■ **PAGE EXCERPT**

European ambassadors are being withdrawn from Tehran - and Bonn and Tehran have each expelled four diplomats - after judges at the trial of an Iranian and three Lebanese found guilty of murdering four Kurdish opposition figures in 1992 blamed Iran's leadership for ordering the deaths. "It's a misunderstanding of how these things happen," the very well-connected source told the Independent in Beirut yesterday. "These liquidations are not carried out on the specific orders of President Rafsanjani or the spiritual guide Ali Khamenei - there are long-standing orders to neutralise all armed opposition wherever it is, even in Europe. They come from the Pasdar (Revolutionary Guard) committee and they are not going to change, whatever Europe does."

The Iranians regard their war with the Kurds as an undercover campaign in which dozens of deaths go unrecorded by both sides. "I was in Oroumieh (in Iranian Kurdistan) and my Iranian guide told me we could go no further because six Pasdars had been murdered by armed Kurds the previous week," the man told me. "I said I hadn't heard this news. He said that five or six Iranian Pasdars were killed every week or so, maybe a hundred in a year - the Kurds come across from Iraq. It's a secret war, you see - the Iranians don't give their own casualty figures for security reasons."

As for the Iranian leadership, the source said, they would hear news of assassinations and "make inquiries as to what had been happening and they would be told why such-and-such an event took place. These liquidations will carry on - they don't care. Their most important aim is the security of the regime. Maybe methods will change but the regime's security will always come first and that means killing opponents who use violence."

In the early days of the Islamic Republic, the regime's enemies might be targeted by individuals who sought the leadership's support for their actions. This was the case in the first assassination attempt against the Shah's last prime minister, Shahpour Bakhtiar. The idea to kill him in Paris was first suggested by a pro-Iranian Lebanese and it now transpires that Ayatollah Khomeini himself expressed scepticism as to whether the assassins could be successful. Assured that they could - although they subsequently failed in their attempt - Khomeini did personally agree to let the hit-team try to kill Bakhtiar. No such decisions were any longer taken by the leadership.

The man closely associated with Iran in these matters was deeply cynical about Europe's reaction to the Berlin murders. "What about Greenpeace when the French sunk the ship in New Zealand and killed a man?" he asked. "Was that a 'green light' from the French defence ministry or the Elysee? What about the Israeli assassination of Ali Ayash, the Hamas activist (and bomber) by the Israeli intelligence last year? Did the green light to murder him come from Israeli intelligence or from (then prime minister) Shimon Peres? It must have come from Peres - but you didn't debate that. What we do is to neutralise our armed enemies. The Israelis were neutralising their armed enemies."

■ **DIRECTIONS**
1. Sum up the article in two sentences.
2. List every person the article names.
3. Retype the part of the article starting at "In the early" and ending at "by the leadership.".

■ **SUPPLIED INFORMATION**

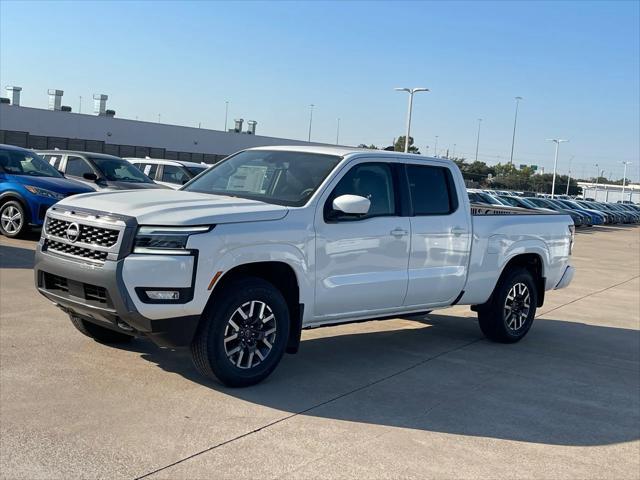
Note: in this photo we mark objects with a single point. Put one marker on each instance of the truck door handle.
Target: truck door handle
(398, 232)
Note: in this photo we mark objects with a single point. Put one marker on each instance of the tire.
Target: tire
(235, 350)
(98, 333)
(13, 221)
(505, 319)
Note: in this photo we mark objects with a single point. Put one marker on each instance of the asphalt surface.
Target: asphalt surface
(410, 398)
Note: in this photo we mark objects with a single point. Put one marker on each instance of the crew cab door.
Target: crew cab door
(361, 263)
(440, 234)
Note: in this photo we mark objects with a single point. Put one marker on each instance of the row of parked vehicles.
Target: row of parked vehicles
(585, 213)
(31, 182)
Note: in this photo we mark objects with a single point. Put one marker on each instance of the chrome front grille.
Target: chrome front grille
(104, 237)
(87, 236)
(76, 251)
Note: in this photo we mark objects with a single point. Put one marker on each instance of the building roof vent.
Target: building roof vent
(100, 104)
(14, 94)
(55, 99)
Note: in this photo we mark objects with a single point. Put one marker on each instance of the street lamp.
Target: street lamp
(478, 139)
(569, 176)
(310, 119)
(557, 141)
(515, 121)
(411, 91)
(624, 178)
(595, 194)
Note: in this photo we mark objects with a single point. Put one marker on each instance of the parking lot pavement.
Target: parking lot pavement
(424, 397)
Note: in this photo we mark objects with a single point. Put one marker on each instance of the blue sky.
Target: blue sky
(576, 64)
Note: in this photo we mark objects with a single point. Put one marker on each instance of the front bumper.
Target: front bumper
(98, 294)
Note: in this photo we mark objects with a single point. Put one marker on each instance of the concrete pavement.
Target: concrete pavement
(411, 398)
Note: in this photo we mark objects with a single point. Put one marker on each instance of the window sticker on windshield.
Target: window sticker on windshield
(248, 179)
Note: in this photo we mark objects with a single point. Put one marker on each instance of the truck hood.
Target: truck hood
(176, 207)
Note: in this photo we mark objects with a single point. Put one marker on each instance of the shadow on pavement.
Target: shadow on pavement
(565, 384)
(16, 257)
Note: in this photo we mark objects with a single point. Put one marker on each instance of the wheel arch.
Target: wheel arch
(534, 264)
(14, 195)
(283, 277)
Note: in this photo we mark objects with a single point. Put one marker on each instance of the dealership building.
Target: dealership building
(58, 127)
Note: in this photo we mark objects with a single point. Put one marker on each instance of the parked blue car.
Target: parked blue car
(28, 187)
==
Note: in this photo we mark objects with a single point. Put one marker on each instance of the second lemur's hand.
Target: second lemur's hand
--
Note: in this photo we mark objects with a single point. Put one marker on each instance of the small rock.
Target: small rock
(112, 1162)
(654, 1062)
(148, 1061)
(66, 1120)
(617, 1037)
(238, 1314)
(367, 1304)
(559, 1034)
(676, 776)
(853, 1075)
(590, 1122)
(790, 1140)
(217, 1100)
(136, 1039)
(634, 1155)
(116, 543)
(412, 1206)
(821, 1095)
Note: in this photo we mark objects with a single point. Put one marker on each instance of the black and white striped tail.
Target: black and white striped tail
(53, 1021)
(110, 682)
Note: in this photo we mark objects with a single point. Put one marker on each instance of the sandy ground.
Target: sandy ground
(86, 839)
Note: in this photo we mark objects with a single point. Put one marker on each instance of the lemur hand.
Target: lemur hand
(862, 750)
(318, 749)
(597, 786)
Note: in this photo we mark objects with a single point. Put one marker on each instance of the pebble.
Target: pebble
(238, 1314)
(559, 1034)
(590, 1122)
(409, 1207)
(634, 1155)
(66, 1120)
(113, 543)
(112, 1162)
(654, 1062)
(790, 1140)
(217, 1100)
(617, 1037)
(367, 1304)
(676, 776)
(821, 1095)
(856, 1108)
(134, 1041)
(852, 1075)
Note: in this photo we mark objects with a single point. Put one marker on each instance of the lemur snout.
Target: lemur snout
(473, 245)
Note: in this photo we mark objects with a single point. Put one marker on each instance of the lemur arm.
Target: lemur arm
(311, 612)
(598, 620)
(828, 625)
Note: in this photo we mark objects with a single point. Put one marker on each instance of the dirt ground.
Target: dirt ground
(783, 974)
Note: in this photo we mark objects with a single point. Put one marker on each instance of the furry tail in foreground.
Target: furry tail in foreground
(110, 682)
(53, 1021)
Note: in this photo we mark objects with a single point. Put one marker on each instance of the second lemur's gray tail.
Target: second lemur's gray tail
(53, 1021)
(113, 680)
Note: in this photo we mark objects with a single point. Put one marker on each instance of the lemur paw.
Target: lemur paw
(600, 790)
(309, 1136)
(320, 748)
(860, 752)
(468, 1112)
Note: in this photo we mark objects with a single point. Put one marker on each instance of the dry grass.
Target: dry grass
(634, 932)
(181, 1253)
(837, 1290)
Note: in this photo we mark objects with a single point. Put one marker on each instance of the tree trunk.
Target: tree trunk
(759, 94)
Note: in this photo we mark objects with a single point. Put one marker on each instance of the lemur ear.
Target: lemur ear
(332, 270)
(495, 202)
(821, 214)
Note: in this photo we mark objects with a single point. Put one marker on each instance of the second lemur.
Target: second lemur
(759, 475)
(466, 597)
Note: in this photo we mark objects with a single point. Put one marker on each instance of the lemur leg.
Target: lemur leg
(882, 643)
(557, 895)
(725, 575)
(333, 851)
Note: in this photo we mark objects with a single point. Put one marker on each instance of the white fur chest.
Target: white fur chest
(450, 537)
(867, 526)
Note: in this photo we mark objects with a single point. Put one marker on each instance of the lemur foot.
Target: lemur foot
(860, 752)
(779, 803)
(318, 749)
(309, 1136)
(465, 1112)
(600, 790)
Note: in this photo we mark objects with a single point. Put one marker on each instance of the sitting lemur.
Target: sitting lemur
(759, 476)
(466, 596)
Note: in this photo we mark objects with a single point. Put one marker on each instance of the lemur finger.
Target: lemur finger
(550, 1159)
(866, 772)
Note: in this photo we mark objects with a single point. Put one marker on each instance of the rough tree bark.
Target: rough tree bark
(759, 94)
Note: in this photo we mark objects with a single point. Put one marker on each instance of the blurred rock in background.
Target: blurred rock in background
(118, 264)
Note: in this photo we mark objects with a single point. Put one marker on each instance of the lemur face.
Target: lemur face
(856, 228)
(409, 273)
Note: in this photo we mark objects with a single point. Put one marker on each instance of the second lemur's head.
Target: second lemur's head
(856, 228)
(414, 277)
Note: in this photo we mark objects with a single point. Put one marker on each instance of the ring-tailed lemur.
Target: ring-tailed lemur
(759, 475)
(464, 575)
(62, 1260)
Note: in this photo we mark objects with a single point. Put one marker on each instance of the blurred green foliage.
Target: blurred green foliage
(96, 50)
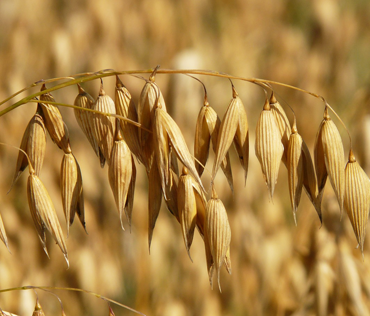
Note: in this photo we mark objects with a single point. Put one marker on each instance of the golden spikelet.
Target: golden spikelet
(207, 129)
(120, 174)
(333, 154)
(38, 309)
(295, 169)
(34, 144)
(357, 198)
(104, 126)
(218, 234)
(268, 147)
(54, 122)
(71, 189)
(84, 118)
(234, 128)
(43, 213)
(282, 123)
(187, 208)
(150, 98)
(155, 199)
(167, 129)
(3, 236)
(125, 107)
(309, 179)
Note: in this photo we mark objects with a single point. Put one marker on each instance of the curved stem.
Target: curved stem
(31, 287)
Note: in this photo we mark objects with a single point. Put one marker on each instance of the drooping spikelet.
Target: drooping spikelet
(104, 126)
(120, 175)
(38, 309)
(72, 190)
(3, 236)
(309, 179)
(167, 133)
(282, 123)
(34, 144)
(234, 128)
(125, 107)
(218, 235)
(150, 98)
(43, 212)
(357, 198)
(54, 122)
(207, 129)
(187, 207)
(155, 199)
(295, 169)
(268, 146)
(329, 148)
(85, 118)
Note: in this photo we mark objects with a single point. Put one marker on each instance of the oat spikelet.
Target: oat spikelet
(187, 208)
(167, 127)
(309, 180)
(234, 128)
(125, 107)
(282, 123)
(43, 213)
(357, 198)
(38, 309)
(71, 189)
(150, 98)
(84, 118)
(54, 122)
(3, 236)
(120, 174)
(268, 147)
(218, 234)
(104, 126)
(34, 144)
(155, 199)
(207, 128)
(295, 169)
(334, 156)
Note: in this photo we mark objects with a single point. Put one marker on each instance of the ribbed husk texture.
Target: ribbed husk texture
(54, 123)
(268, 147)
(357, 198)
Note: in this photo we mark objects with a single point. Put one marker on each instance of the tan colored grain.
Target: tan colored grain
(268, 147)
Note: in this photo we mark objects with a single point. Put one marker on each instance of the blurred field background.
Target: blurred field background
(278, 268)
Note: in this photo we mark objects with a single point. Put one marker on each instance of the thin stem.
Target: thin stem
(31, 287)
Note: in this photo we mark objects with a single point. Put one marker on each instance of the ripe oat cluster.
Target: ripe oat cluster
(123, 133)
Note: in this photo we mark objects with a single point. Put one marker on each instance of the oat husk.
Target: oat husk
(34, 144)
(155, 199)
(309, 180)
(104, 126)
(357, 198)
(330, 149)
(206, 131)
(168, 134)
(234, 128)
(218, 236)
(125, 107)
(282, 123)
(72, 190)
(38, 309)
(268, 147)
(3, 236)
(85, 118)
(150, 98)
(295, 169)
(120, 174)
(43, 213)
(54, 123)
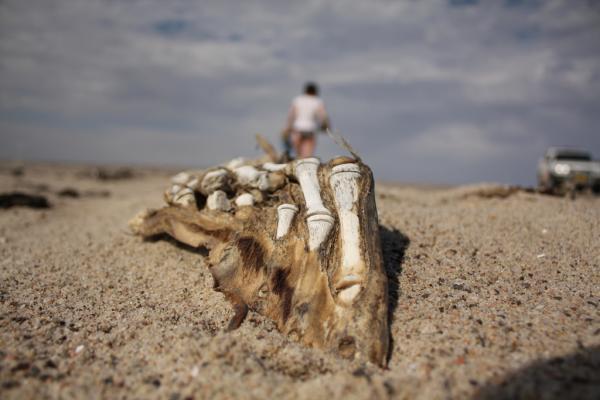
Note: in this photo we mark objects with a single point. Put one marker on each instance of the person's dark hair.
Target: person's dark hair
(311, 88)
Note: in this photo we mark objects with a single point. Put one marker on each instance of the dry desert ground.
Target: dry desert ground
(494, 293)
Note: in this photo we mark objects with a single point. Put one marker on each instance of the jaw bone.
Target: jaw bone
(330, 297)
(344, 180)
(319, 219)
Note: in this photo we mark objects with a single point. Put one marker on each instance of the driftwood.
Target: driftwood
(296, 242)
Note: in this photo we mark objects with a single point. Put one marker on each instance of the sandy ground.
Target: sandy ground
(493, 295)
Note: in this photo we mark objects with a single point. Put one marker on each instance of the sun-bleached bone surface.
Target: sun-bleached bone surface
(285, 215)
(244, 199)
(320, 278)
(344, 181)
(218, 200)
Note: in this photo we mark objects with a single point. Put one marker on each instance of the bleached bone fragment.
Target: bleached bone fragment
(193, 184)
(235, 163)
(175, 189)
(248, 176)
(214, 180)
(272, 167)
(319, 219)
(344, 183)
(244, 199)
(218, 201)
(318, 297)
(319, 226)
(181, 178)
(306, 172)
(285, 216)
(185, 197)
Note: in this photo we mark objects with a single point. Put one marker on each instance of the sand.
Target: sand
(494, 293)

■ **ANSWERS TO THE PROBLEMS**
1. European ambassadors are leaving Tehran after judges at the trial over the 1992 murders of four Kurdish opposition figures blamed Iran's leadership, but a well-connected source in Beirut said such killings come from long-standing Revolutionary Guard committee orders, not from Rafsanjani or Khamenei. He said the killings will continue because the regime's security comes first, and he brushed off Europe's reaction by pointing to French and Israeli killings.

2. Rafsanjani, Ali Khamenei, Shahpour Bakhtiar, Ayatollah Khomeini, Ali Ayash, Shimon Peres

3.
In the early days of the Islamic Republic, the regime's enemies might be targeted by individuals who sought the leadership's support for their actions. This was the case in the first assassination attempt against the Shah's last prime minister, Shahpour Bakhtiar. The idea to kill him in Paris was first suggested by a pro-Iranian Lebanese and it now transpires that Ayatollah Khomeini himself expressed scepticism as to whether the assassins could be successful. Assured that they could - although they subsequently failed in their attempt - Khomeini did personally agree to let the hit-team try to kill Bakhtiar. No such decisions were any longer taken by the leadership.